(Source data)

□ □ □ □ □ □ □

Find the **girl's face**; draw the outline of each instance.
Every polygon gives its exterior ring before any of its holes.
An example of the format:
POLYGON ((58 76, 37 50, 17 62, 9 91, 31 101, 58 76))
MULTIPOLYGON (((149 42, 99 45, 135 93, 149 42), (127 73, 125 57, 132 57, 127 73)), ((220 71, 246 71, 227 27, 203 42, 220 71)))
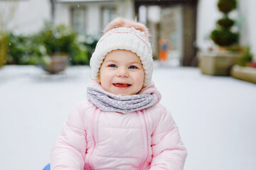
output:
POLYGON ((109 52, 100 69, 100 84, 104 90, 115 95, 137 94, 144 80, 144 71, 139 57, 128 50, 109 52))

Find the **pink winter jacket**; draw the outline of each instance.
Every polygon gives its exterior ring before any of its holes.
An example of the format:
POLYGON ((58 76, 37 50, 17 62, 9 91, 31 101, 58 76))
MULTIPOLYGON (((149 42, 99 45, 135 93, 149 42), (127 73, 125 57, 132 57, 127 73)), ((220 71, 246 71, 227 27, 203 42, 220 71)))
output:
MULTIPOLYGON (((161 95, 154 86, 140 94, 161 95)), ((183 169, 187 155, 178 128, 161 104, 123 114, 89 101, 73 109, 52 152, 51 170, 183 169)))

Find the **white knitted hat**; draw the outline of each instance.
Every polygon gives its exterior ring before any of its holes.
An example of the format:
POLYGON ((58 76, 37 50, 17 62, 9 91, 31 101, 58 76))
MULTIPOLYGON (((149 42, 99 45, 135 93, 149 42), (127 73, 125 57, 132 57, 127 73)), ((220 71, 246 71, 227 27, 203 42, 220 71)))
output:
POLYGON ((116 50, 130 50, 139 57, 145 72, 144 86, 150 85, 153 73, 151 46, 147 35, 134 27, 112 28, 102 35, 90 61, 92 79, 97 79, 105 57, 108 52, 116 50))

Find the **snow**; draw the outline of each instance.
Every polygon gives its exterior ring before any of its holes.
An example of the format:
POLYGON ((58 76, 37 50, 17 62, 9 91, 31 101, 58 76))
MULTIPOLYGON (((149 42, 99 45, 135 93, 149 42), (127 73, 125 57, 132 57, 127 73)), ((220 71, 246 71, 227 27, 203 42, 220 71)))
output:
MULTIPOLYGON (((48 75, 34 66, 0 69, 1 169, 43 169, 76 103, 85 98, 90 67, 48 75)), ((198 68, 156 63, 153 80, 188 154, 186 170, 256 166, 256 86, 198 68)))

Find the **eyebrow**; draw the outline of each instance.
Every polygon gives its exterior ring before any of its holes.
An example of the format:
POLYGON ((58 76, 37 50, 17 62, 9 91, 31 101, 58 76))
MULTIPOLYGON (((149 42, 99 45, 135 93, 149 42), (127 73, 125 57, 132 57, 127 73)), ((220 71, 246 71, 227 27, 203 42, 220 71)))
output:
MULTIPOLYGON (((118 62, 116 60, 106 60, 106 62, 118 62)), ((142 64, 142 63, 141 62, 128 62, 128 64, 142 64)))

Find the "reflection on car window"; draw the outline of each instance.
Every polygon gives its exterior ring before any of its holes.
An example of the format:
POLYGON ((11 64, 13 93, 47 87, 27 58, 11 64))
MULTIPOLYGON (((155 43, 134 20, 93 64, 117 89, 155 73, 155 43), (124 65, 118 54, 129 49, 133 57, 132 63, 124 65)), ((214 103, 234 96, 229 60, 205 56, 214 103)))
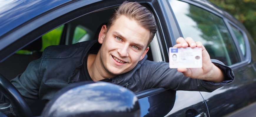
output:
POLYGON ((202 42, 212 59, 227 65, 239 62, 235 44, 221 18, 184 2, 169 1, 184 37, 202 42))
POLYGON ((78 25, 76 27, 74 32, 74 36, 72 40, 72 44, 84 41, 83 39, 87 33, 87 32, 83 27, 78 25))
POLYGON ((243 36, 243 34, 240 30, 234 26, 231 25, 231 27, 238 41, 239 47, 241 50, 242 53, 244 56, 245 56, 245 39, 243 36))

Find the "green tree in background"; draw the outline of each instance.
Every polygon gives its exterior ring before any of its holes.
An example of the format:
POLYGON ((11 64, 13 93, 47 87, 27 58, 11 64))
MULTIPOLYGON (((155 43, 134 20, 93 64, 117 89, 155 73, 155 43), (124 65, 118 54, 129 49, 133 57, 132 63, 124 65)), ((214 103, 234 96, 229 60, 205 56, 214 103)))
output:
POLYGON ((256 0, 208 0, 242 23, 256 42, 256 0))

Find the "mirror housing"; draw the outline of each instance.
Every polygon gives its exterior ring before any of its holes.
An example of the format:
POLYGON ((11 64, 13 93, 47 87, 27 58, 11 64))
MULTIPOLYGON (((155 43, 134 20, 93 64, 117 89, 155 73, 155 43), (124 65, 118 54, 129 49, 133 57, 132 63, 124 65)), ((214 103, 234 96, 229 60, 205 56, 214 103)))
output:
POLYGON ((43 117, 139 117, 133 92, 110 83, 82 82, 60 90, 46 105, 43 117))

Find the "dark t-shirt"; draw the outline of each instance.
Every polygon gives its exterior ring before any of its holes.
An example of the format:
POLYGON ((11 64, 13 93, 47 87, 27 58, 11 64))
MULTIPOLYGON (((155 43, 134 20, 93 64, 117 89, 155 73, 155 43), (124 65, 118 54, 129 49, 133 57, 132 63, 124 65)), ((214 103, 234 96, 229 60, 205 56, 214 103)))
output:
MULTIPOLYGON (((89 53, 89 54, 97 54, 97 51, 91 51, 89 53)), ((84 57, 84 61, 83 63, 83 65, 82 66, 82 67, 81 67, 81 68, 80 69, 79 77, 80 78, 82 78, 82 79, 85 79, 86 81, 93 81, 92 78, 90 76, 89 72, 88 71, 88 68, 87 68, 87 59, 88 59, 88 55, 89 54, 87 54, 85 56, 85 57, 84 57)), ((99 81, 111 82, 112 80, 112 79, 111 78, 105 78, 99 80, 99 81)))

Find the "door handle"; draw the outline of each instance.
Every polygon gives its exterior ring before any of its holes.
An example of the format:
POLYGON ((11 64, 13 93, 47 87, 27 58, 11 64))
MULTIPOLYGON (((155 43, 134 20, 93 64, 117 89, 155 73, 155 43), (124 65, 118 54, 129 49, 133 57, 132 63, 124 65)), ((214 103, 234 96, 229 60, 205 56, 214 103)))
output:
POLYGON ((197 115, 195 116, 195 117, 207 117, 206 113, 204 112, 198 114, 197 115))

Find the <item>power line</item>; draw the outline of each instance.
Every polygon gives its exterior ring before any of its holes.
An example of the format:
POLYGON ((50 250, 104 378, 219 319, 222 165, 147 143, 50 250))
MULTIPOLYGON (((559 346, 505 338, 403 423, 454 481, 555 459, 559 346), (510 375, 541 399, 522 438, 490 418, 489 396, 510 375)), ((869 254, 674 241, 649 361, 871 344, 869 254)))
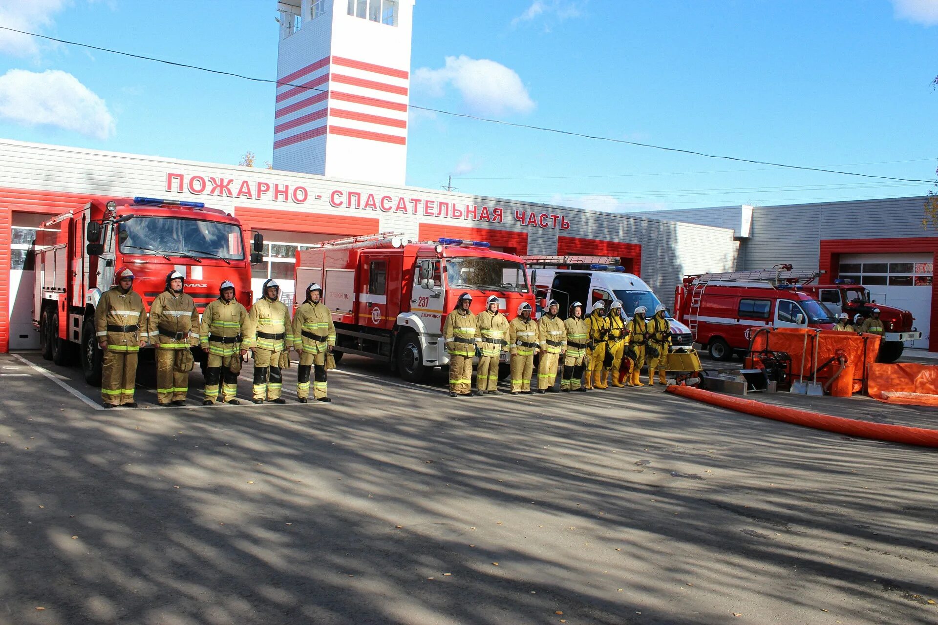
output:
MULTIPOLYGON (((78 46, 78 47, 81 47, 81 48, 87 48, 89 50, 97 50, 97 51, 102 52, 109 52, 109 53, 112 53, 112 54, 119 54, 121 56, 129 56, 130 58, 141 59, 141 60, 144 60, 144 61, 153 61, 154 63, 162 63, 164 65, 174 66, 174 67, 186 67, 188 69, 195 69, 195 70, 198 70, 198 71, 204 71, 204 72, 208 72, 208 73, 211 73, 211 74, 219 74, 219 75, 221 75, 221 76, 231 76, 233 78, 240 78, 240 79, 245 80, 245 81, 251 81, 253 82, 266 82, 266 83, 270 83, 270 84, 276 84, 277 86, 298 87, 298 88, 301 88, 301 89, 308 89, 308 90, 310 90, 310 91, 318 91, 320 93, 326 93, 328 91, 327 89, 320 89, 318 87, 310 87, 310 86, 307 86, 307 85, 303 85, 303 84, 296 84, 296 83, 294 83, 294 82, 281 82, 281 81, 276 81, 276 80, 271 80, 271 79, 267 79, 267 78, 257 78, 257 77, 253 77, 253 76, 246 76, 244 74, 238 74, 238 73, 230 72, 230 71, 223 71, 221 69, 211 69, 209 67, 200 67, 200 66, 189 65, 189 64, 187 64, 187 63, 177 63, 175 61, 167 61, 165 59, 159 59, 159 58, 156 58, 156 57, 153 57, 153 56, 145 56, 144 54, 133 54, 131 52, 121 52, 119 50, 112 50, 110 48, 101 48, 99 46, 93 46, 91 44, 81 43, 79 41, 69 41, 68 39, 60 39, 58 37, 49 37, 48 35, 39 35, 38 33, 31 33, 29 31, 19 30, 19 29, 16 29, 16 28, 10 28, 8 26, 0 26, 0 29, 6 30, 6 31, 9 31, 11 33, 19 33, 21 35, 28 35, 30 37, 38 37, 38 38, 47 39, 49 41, 55 41, 57 43, 64 43, 64 44, 67 44, 67 45, 69 45, 69 46, 78 46)), ((872 175, 872 174, 870 174, 870 173, 857 173, 855 171, 839 171, 839 170, 828 170, 828 169, 824 169, 824 168, 819 168, 819 167, 806 167, 806 166, 801 166, 801 165, 789 165, 789 164, 786 164, 786 163, 774 163, 774 162, 767 161, 767 160, 757 160, 757 159, 754 159, 754 158, 741 158, 739 156, 727 156, 725 155, 707 154, 705 152, 699 152, 697 150, 685 150, 685 149, 682 149, 682 148, 667 147, 667 146, 664 146, 664 145, 656 145, 654 143, 643 143, 643 142, 640 142, 640 141, 627 141, 625 139, 613 139, 612 137, 602 137, 600 135, 588 135, 588 134, 582 133, 582 132, 575 132, 573 130, 561 130, 559 128, 551 128, 551 127, 541 126, 532 126, 532 125, 528 125, 528 124, 519 124, 517 122, 507 122, 507 121, 501 120, 501 119, 491 119, 491 118, 488 118, 488 117, 479 117, 478 115, 470 115, 469 113, 455 112, 452 112, 452 111, 444 111, 442 109, 431 109, 431 108, 429 108, 429 107, 421 107, 421 106, 416 106, 416 105, 414 105, 414 104, 408 104, 407 106, 408 106, 409 109, 413 109, 413 110, 416 110, 416 111, 426 111, 428 112, 436 112, 436 113, 440 113, 441 115, 449 115, 450 117, 461 117, 463 119, 472 119, 472 120, 477 121, 477 122, 486 122, 488 124, 499 124, 499 125, 502 125, 502 126, 507 126, 516 127, 516 128, 525 128, 525 129, 528 129, 528 130, 538 130, 540 132, 551 132, 551 133, 553 133, 553 134, 565 135, 565 136, 567 136, 567 137, 579 137, 581 139, 590 139, 590 140, 594 140, 594 141, 609 141, 609 142, 612 142, 612 143, 622 143, 622 144, 625 144, 625 145, 634 145, 636 147, 644 147, 644 148, 649 148, 649 149, 654 149, 654 150, 662 150, 662 151, 665 151, 665 152, 675 152, 675 153, 678 153, 678 154, 688 154, 688 155, 695 156, 703 156, 704 158, 719 158, 719 159, 723 159, 723 160, 732 160, 732 161, 738 162, 738 163, 751 163, 753 165, 768 165, 770 167, 779 167, 779 168, 788 169, 788 170, 801 170, 801 171, 821 171, 823 173, 838 173, 838 174, 845 175, 845 176, 859 176, 861 178, 876 178, 878 180, 895 180, 895 181, 898 181, 898 182, 906 182, 906 183, 928 183, 930 185, 935 183, 934 180, 925 180, 925 179, 922 179, 922 178, 896 178, 896 177, 893 177, 893 176, 876 176, 876 175, 872 175)))

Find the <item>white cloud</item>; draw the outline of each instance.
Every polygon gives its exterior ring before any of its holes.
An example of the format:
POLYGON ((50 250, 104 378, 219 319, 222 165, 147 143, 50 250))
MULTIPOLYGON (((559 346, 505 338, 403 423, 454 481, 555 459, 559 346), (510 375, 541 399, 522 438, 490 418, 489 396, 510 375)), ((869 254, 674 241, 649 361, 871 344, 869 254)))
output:
POLYGON ((926 26, 938 24, 938 0, 892 0, 896 17, 926 26))
POLYGON ((0 76, 0 118, 101 140, 114 132, 114 118, 104 100, 59 69, 42 73, 10 69, 0 76))
MULTIPOLYGON (((52 25, 53 17, 71 4, 71 0, 0 0, 0 24, 32 33, 52 25)), ((0 30, 0 52, 14 56, 34 56, 39 39, 28 35, 0 30)))
POLYGON ((473 59, 464 54, 447 56, 445 67, 420 67, 412 80, 417 88, 433 97, 441 97, 448 86, 454 87, 476 112, 497 115, 529 112, 535 108, 521 77, 513 69, 489 59, 473 59))
POLYGON ((573 0, 534 0, 523 13, 511 21, 511 25, 517 26, 537 18, 546 19, 550 17, 557 22, 577 18, 582 14, 581 11, 582 4, 573 0))

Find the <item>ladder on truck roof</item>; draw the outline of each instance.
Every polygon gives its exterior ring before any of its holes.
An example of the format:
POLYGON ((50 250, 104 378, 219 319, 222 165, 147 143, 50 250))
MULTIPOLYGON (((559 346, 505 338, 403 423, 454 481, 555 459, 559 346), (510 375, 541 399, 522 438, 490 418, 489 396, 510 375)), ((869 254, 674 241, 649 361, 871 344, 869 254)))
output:
POLYGON ((591 265, 619 266, 622 259, 617 256, 522 256, 528 267, 567 267, 567 269, 592 269, 591 265))

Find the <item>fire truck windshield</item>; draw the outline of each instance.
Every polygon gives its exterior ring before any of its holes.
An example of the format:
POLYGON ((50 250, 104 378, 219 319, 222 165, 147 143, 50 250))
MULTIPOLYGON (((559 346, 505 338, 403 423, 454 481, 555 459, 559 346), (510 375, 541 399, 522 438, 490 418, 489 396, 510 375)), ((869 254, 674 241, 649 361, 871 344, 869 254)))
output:
POLYGON ((446 280, 450 287, 528 292, 524 265, 500 259, 475 256, 446 259, 446 280))
POLYGON ((145 249, 184 257, 244 260, 244 242, 236 224, 136 216, 118 228, 122 252, 132 254, 133 249, 145 249))

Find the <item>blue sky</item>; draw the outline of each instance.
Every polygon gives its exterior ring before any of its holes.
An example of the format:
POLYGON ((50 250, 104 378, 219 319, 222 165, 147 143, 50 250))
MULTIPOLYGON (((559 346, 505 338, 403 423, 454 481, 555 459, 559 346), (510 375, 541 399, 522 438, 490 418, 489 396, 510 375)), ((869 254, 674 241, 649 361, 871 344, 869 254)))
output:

□ □ □ □ □ □ □

Task goal: Copy the lines of the data word for word, beginning at the line that contains "Find the <item>fire" and continuing through the last line of the data.

Final result:
Find the <item>fire truck windshield</item>; draw the outline of each instance.
Every polygon gives its exterior ring before any of its holes.
An example of the format:
POLYGON ((50 250, 104 378, 219 319, 222 165, 147 143, 50 250))
MULTIPOLYGON (((559 346, 505 338, 403 423, 454 481, 555 459, 559 346), (510 375, 541 399, 522 438, 490 418, 489 396, 510 375)), ((869 254, 674 241, 649 361, 871 344, 869 254)))
output:
POLYGON ((446 280, 450 287, 528 292, 524 265, 500 259, 475 256, 446 259, 446 280))
POLYGON ((145 249, 184 257, 244 260, 244 242, 236 224, 136 216, 118 228, 122 252, 132 254, 133 249, 145 249))

Find the <item>blue sky</item>; draw the outline of each instance.
Every polygon gives its exterior ring before any of its holes.
An example of the format:
POLYGON ((50 250, 104 378, 219 319, 222 165, 147 143, 50 250))
MULTIPOLYGON (((559 346, 505 338, 403 423, 454 481, 555 459, 559 346), (510 375, 541 399, 522 438, 490 418, 489 396, 510 375)), ((869 254, 674 241, 649 361, 871 344, 869 254)))
output:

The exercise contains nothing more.